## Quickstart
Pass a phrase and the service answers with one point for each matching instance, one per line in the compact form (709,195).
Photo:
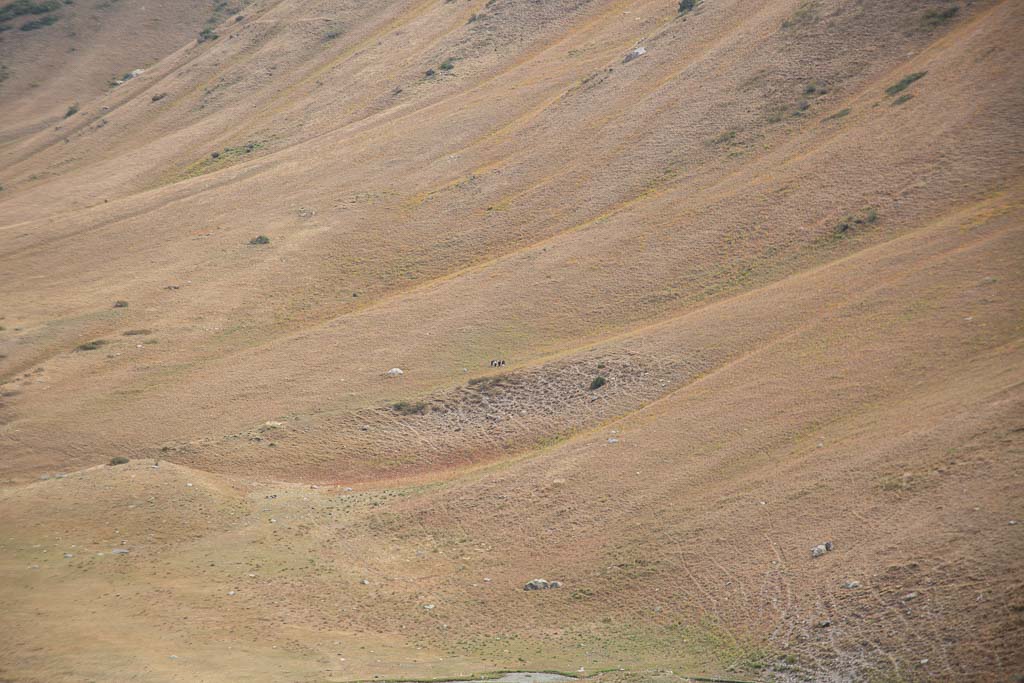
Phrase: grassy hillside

---

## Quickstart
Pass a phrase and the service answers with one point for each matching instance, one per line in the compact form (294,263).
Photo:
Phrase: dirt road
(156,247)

==

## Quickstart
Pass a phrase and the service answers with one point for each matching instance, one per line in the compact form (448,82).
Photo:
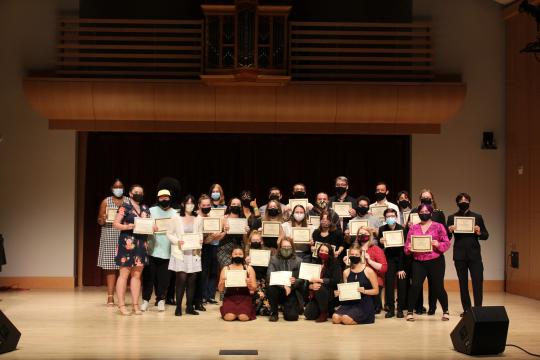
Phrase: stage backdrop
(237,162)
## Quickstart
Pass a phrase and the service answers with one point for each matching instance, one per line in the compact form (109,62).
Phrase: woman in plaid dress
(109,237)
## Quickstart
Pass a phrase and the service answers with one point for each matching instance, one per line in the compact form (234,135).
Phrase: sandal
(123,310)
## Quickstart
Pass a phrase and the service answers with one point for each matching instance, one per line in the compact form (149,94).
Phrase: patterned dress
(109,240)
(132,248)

**Your goal:**
From the line containing "compact form (709,195)." through the line containing "Phrase: grassy hillside", copy every line above exactly, without pictures.

**Response to the task:**
Pass a phrase and the service answers with one point for each matching instance, one per line in the compact form (709,195).
Photo:
Phrase: grassy hillside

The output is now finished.